══ Dataset extract ══

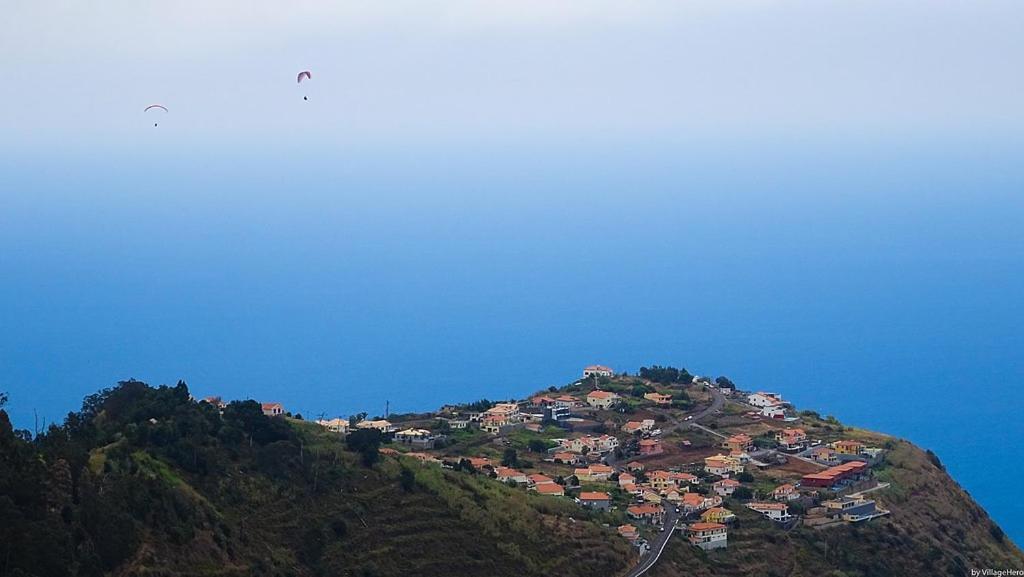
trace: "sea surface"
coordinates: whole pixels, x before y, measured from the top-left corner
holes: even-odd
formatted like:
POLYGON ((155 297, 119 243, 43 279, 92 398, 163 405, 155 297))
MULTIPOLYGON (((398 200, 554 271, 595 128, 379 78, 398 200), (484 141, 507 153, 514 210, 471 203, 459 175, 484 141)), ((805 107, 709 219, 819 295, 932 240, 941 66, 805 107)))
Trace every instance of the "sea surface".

═══

## What to do
Copy the lines above again, swapping "sea surface" for "open water" everywhere it appears and changing nothing else. Leave the picture out.

## Task answer
trace: "open water"
coordinates: whole pixels, x before y, measured from the top-left corner
holes: even-odd
formatted like:
POLYGON ((155 297, 119 243, 43 279, 92 398, 163 405, 155 297))
MULTIPOLYGON (((398 200, 554 271, 595 128, 379 78, 398 200), (484 141, 507 153, 514 210, 471 203, 459 175, 484 141)), ((805 107, 709 219, 819 295, 932 240, 941 66, 805 107)))
Trace every instance of the "open water".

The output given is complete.